Work to do »
Extract each line of the rows containing the word "vertical", matching case exactly.

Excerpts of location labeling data
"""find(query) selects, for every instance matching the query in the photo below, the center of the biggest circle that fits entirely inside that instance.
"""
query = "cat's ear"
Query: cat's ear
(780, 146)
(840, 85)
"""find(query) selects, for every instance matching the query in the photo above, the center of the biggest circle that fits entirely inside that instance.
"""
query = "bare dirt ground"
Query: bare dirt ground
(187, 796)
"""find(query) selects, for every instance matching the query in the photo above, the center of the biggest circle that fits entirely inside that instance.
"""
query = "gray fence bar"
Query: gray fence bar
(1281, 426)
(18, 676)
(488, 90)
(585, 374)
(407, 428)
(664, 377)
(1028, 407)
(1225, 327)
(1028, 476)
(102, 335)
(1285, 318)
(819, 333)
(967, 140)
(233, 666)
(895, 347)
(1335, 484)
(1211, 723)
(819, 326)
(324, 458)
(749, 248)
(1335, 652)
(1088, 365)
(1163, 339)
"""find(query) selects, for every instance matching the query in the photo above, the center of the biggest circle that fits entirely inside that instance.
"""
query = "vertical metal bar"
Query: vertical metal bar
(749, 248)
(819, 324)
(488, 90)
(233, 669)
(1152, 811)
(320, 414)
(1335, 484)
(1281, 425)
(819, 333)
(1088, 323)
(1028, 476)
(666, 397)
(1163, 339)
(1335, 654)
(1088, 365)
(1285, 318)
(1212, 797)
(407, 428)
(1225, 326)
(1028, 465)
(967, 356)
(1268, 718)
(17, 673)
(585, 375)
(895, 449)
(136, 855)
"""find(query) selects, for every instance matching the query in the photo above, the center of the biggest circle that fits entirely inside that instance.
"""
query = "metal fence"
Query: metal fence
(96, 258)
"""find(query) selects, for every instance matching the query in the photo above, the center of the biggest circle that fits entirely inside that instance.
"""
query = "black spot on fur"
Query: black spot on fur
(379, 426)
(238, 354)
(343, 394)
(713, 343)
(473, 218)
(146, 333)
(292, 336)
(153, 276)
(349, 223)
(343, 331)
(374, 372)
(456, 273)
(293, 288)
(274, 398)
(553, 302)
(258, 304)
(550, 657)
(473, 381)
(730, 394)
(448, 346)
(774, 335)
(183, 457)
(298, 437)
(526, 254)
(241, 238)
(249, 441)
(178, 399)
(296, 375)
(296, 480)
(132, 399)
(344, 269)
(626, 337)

Complete answer »
query = "vertical metal bar"
Query: vertical metal bar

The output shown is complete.